**READING TEXT**
·····

Monthly Archives: May 2013

RIOXX Application Profile in CERIF – a first draft

RIOXX have developed an Application Profile, which underpins the Guidelines for Open Access Repositories. It has been developed by UKOLN, Chygrove Ltd and Jisc, working closely with RCUK to provide a mechanism for institutional repositories in use in the UK Higher Education sector to comply with the RCUK Policy on Open Access. The ”first release of RIOXX focuses on applying consistency to the metadata fields used to record research funder and project/grant identifiers”.

·····

**APPLY WHAT YOU READ**
- a) Please translate this sentence from the RIOXX post into Spanish: "RIOXX have developed an Application Profile, which underpins the Guidelines for Open Access Repositories."
- b) According to the RIOXX post, what does the first release of RIOXX focus on?
The data that comes after this text isn't needed for either task.

**GIVEN INFORMATION**
·····

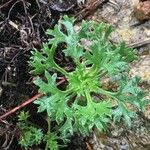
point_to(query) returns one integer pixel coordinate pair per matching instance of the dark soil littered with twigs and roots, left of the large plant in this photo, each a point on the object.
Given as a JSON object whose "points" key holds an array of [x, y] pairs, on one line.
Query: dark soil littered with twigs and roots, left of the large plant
{"points": [[22, 28]]}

·····

**RESPONSE LIST**
- a) RIOXX ha desarrollado un Perfil de Aplicación, que sustenta las Directrices para Repositorios de Acceso Abierto.

- b) It focuses on applying consistency to the metadata fields used to record research funder and project/grant identifiers.